▶ Goal: Reproduce all of the following data verbatim, omitting the pictures from your answer.

[Entries taken from a collection]
>> start
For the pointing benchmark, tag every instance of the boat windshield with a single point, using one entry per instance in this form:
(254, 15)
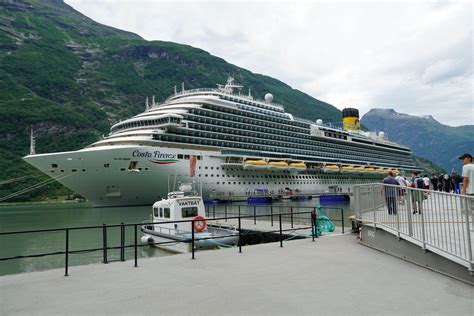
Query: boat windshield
(189, 212)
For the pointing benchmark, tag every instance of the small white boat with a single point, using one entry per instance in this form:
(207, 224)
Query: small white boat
(164, 232)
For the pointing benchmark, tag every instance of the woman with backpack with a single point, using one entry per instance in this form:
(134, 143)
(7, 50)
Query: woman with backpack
(447, 184)
(417, 196)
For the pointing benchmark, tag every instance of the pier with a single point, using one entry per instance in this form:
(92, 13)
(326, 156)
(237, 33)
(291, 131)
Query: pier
(333, 275)
(429, 228)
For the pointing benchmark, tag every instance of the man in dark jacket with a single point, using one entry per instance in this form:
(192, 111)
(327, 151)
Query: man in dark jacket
(456, 180)
(390, 193)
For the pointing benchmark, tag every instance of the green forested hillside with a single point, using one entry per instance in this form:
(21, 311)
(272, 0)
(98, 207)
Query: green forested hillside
(69, 78)
(427, 137)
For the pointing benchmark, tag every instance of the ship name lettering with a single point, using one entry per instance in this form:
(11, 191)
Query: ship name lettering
(188, 203)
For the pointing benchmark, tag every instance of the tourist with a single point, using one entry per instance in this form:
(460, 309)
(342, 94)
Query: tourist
(447, 183)
(426, 182)
(440, 182)
(390, 193)
(401, 192)
(468, 174)
(456, 181)
(417, 196)
(434, 182)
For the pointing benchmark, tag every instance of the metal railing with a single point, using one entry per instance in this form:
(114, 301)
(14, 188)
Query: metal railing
(310, 217)
(436, 221)
(268, 211)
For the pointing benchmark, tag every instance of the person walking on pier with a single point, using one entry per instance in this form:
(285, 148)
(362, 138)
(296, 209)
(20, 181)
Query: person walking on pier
(390, 193)
(447, 183)
(468, 175)
(417, 196)
(434, 182)
(457, 182)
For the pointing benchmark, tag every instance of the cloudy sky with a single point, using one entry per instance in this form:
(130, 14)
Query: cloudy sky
(413, 56)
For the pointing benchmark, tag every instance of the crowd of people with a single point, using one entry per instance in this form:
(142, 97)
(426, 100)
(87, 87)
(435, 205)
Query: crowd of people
(454, 183)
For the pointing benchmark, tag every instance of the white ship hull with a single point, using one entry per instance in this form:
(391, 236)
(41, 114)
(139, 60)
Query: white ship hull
(102, 175)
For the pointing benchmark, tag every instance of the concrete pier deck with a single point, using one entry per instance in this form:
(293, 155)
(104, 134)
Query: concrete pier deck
(334, 275)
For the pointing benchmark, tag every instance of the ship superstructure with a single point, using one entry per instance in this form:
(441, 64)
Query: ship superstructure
(231, 143)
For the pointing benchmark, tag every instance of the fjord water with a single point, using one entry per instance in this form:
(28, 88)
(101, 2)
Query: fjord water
(62, 215)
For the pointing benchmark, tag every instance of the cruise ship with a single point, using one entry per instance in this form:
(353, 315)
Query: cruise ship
(230, 143)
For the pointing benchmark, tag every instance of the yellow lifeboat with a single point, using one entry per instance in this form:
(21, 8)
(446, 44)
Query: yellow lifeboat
(359, 169)
(297, 165)
(255, 163)
(331, 168)
(277, 164)
(347, 169)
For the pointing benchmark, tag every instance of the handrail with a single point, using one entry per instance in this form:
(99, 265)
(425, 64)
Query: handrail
(105, 247)
(437, 221)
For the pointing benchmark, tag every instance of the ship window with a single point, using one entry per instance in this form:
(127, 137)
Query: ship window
(189, 212)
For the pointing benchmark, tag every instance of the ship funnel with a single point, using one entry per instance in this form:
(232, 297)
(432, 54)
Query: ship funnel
(350, 119)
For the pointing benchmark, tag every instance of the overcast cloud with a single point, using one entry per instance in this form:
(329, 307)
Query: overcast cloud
(415, 57)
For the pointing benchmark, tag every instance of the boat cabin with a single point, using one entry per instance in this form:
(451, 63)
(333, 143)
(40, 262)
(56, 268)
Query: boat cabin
(177, 207)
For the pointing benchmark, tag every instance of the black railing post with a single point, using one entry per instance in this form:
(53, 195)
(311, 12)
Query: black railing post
(254, 216)
(104, 242)
(66, 262)
(122, 242)
(281, 232)
(136, 246)
(342, 219)
(192, 239)
(291, 216)
(271, 214)
(240, 236)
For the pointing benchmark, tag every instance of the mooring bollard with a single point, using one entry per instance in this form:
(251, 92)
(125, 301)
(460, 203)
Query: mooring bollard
(122, 242)
(192, 239)
(66, 262)
(136, 246)
(240, 237)
(104, 242)
(281, 232)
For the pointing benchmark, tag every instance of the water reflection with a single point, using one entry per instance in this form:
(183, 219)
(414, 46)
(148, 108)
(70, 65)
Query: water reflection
(43, 216)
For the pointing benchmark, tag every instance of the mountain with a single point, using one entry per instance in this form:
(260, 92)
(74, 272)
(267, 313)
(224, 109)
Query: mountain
(70, 78)
(427, 137)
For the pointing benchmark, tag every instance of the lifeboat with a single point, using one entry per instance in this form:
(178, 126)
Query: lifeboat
(255, 163)
(347, 169)
(358, 169)
(297, 165)
(277, 164)
(331, 168)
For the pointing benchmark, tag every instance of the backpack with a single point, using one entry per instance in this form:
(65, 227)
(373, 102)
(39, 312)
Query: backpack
(420, 184)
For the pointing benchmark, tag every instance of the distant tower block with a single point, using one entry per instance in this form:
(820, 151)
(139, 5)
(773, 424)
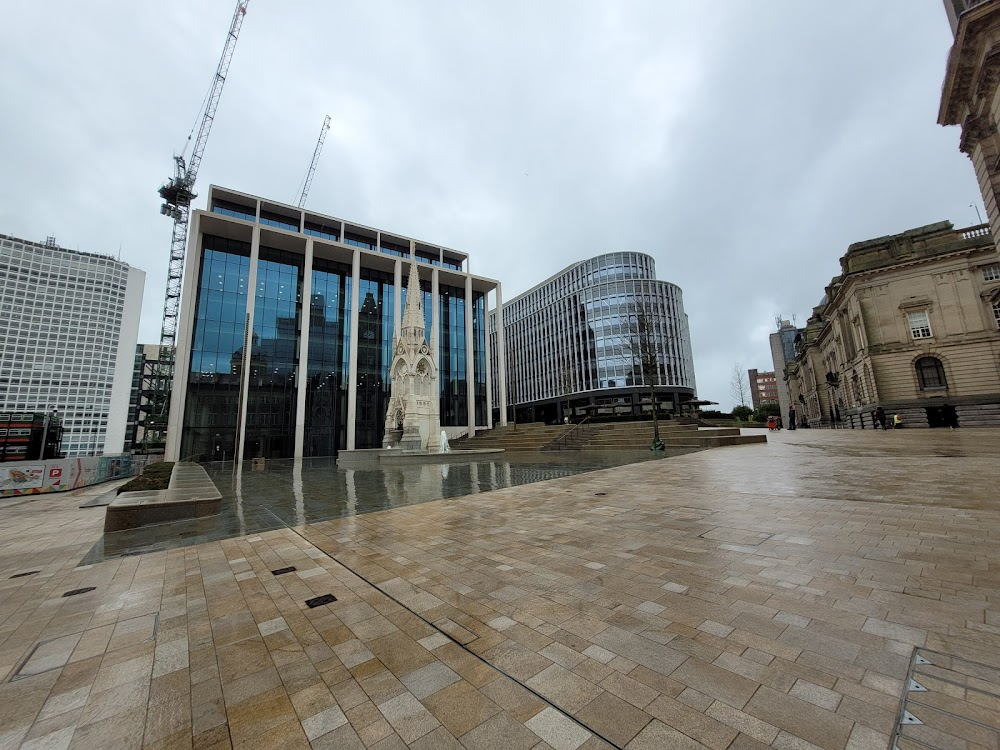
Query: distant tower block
(413, 419)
>> end
▶ Response to this task:
For the pointing benchmark, tag every instance of the boat windshield with a single point, using one entry per instance in this form:
(254, 15)
Query: boat windshield
(189, 212)
For the pointing benchmark, tag every instance of the small white boat with a single point, using one entry per instance in this form:
(207, 224)
Query: small white boat
(164, 232)
For the pointing benchmark, tag every instance of the woman with backpack with a single point, using one entry per instance in this form:
(134, 143)
(7, 50)
Query: woman with backpack
(447, 184)
(417, 196)
For the pointing benchmark, tag every instance of the pier with a single point, using one entry per instance in this form:
(92, 13)
(326, 156)
(237, 33)
(291, 131)
Query: pier
(333, 275)
(429, 228)
For the pointing benchmark, tag every instance of the man in dark jacket with a single point, using one entry per instance in this form:
(192, 111)
(327, 151)
Query: man in dark jacket
(456, 180)
(390, 193)
For the pointing benchmark, tag every instance of the green forested hillside with a single point, using one entry per instance in this form:
(21, 311)
(272, 0)
(98, 207)
Query: green forested hillside
(69, 78)
(427, 137)
For the pointing benchmark, tag every instance of the ship name lettering with a single point, using one entry per instance in this form:
(11, 191)
Query: ship name lettering
(188, 203)
For the pointing benchmark, tag every instance of the tourist with a single point, using one entry per instance in this form:
(460, 309)
(342, 94)
Query: tourist
(447, 183)
(426, 182)
(440, 182)
(390, 193)
(401, 192)
(468, 174)
(456, 181)
(417, 196)
(434, 182)
For the pointing benchmark, tag every instance of the metal railing with a single point, using one entry per instance in this form:
(114, 301)
(14, 188)
Query: metal railing
(310, 217)
(436, 221)
(268, 211)
For the pointing benchmark, tag every instance of the person walking on pier with a single point, using one entry per instance in this form:
(285, 148)
(362, 138)
(296, 209)
(20, 181)
Query: person walking on pier
(390, 193)
(447, 183)
(468, 175)
(417, 196)
(434, 182)
(457, 182)
For the pointing benchmark, tag every instance of the cloudy sky with a single point, using one entry per instance in this form:
(130, 14)
Query: cloudy sky
(413, 56)
For the pointing benchmark, tag every instance of the crowd of people with a single point, using one entry per instance in this form:
(142, 97)
(426, 100)
(87, 87)
(435, 205)
Query: crowd of people
(454, 183)
For the pointing benchmark, tag every instance of the white ship hull with a single point, using one entry per instance in this form:
(391, 236)
(41, 114)
(139, 60)
Query: white ship hull
(102, 175)
For the pointing benchmark, tag every instance of the concrete pier deck with a single point, using one entry per instance in this form:
(293, 155)
(104, 134)
Query: concrete pier deck
(334, 275)
For the pointing benchmark, tag every instance of the ship superstructure with a single point, using one entry per instance in this form:
(441, 64)
Query: ship superstructure
(231, 143)
For the pointing benchmark, tag every instance of the fjord water with a single point, using one entry per instance in this form:
(28, 88)
(101, 2)
Query: fjord water
(62, 215)
For the pointing benchmark, tag every instance of the cruise ship with a single point, using one entry per instance in this form:
(353, 315)
Query: cruise ship
(230, 143)
For the pointing benchmark, tag every instance of the yellow lifeboat with a single point, using one entry per instance in this form:
(21, 8)
(446, 44)
Query: yellow lifeboat
(359, 169)
(297, 165)
(255, 163)
(331, 168)
(277, 164)
(347, 169)
For the pointing benchmark, tag every instance of the handrail with a single point, using one entry per instance in this form:
(99, 265)
(425, 64)
Query: handrail
(105, 247)
(437, 221)
For the pointing benchmark, tag every instance of the ship window with a single point, using one entry per instance in this form:
(127, 137)
Query: ship window
(189, 212)
For the pointing benchmark, tag every instance of the ship funnel with a single point, using one entry per instance in this form:
(232, 297)
(432, 54)
Query: ship funnel
(350, 119)
For the pointing benchmark, tag every instance of the overcast cloud with a single point, using one entry per instance in this form:
(329, 307)
Query: overcast cloud
(415, 57)
For the pointing benchmark, tag every instance of the boat cabin with a single point, using one entry per instance in this form:
(451, 63)
(333, 143)
(40, 262)
(56, 268)
Query: boat cabin
(177, 207)
For the pointing benchmark, tag every instance of the black railing post with a single point, using one entry per instance in this form:
(53, 195)
(311, 12)
Query: black railing post
(254, 216)
(104, 242)
(66, 262)
(122, 242)
(281, 232)
(136, 246)
(342, 219)
(192, 239)
(291, 216)
(271, 214)
(240, 236)
For the pointing benchmark, tag every instance of the mooring bollard with a single point, using one entry per instance in this form:
(251, 92)
(125, 301)
(460, 203)
Query: mooring bollard
(122, 242)
(192, 239)
(66, 262)
(136, 246)
(240, 237)
(104, 242)
(281, 232)
For the pointing benchmark, tag every instance of the water reflection with a single point, using one entry per instance in this form:
(183, 219)
(414, 46)
(148, 108)
(70, 65)
Query: water reflection
(43, 216)
For the pointing benchmark, tag every instance of the mountain with a single point, using one entry per instance in this form:
(260, 92)
(74, 272)
(267, 313)
(224, 109)
Query: mountain
(70, 78)
(427, 137)
For the pointing benchmark, tag every instance of the lifeboat with a single point, using one entry per instance in this form:
(178, 126)
Query: lifeboat
(255, 163)
(347, 169)
(358, 169)
(297, 165)
(277, 164)
(331, 168)
For the pointing benchmark, tag every instance of the backpack with a single point, using one entry per instance in this form:
(65, 227)
(373, 102)
(39, 312)
Query: backpack
(420, 184)
For the pointing benchmark, tag every instance of the distant tower block with a single point, using one entry per instance in this form:
(820, 151)
(139, 5)
(773, 424)
Query: distant tower block
(413, 419)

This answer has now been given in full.